═════ Records

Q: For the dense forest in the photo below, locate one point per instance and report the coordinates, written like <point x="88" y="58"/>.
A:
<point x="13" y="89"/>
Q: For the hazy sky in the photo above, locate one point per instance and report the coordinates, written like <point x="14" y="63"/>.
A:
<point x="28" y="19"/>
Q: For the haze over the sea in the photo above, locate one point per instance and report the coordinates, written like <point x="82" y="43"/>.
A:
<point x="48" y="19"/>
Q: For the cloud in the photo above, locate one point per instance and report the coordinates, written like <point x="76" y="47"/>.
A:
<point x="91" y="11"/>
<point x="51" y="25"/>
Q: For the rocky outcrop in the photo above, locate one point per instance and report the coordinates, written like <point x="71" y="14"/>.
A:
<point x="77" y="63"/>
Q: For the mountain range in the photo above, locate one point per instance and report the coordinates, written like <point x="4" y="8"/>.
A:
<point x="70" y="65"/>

══════════
═════ Records

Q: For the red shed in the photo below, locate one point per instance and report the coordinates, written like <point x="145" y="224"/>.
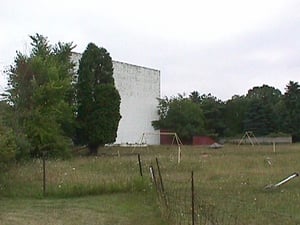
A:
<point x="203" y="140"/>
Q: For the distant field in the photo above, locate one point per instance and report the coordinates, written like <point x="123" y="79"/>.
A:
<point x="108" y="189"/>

══════════

§ The task:
Gather every line above that contains the word "below", and copy each of those lines in full. The match is case-sensitive.

§ Exercise result:
Q: For the dense forest in the photo below, locate one point per instance and report the coordinates, written like <point x="88" y="58"/>.
Q: For the red shed in the photo below, locate one point per instance and report the coordinates, written like <point x="145" y="224"/>.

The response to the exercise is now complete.